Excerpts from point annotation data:
——————
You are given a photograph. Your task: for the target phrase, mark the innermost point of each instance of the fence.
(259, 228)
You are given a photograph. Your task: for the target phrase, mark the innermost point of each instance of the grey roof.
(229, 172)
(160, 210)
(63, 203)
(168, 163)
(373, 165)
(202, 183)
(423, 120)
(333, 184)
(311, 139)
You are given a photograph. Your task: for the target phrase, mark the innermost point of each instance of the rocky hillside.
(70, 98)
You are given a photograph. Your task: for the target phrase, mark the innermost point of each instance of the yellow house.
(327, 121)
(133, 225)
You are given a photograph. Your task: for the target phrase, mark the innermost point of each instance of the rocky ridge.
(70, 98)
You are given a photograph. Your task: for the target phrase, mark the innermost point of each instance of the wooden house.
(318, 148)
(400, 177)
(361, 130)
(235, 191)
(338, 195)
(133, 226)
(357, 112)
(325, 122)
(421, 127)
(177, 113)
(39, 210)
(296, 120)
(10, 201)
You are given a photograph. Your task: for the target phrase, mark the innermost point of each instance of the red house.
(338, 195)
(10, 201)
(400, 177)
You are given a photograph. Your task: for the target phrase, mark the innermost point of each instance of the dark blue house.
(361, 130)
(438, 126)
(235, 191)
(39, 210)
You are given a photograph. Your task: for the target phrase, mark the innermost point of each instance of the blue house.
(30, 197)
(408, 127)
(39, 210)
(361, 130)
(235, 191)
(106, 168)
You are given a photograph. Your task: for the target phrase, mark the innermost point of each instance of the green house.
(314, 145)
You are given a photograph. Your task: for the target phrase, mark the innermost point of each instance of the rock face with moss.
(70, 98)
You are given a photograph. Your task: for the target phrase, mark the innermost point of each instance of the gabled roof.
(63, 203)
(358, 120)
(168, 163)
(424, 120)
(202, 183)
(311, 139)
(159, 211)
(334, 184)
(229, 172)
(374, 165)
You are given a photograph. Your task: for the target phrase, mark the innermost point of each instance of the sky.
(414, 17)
——————
### TO BE DONE
Send back exactly the lines from the line with "the blue house." through the end of the records.

### RESPONSE FOR THIS EXERCISE
You are given a photograph. Your task: for the target phrase, mark the innermost point of each instance of the blue house.
(30, 197)
(408, 127)
(39, 210)
(361, 130)
(235, 191)
(106, 168)
You are given a photograph. Your task: for the target phrase, mark the innermost point of each instance of the green house.
(314, 145)
You are given a photograph. Your task: for the target phrase, mark the innermost point of each instance of the rock face with moss.
(70, 98)
You are given a photograph. Your task: for the target phrase, mark the innermost point of each instance of the gabled roof.
(63, 203)
(358, 120)
(168, 163)
(424, 120)
(202, 183)
(311, 139)
(159, 211)
(334, 184)
(229, 172)
(374, 165)
You are given a photograph. Your task: for the target phrase, mark the innermost point of each instance of the sky.
(414, 17)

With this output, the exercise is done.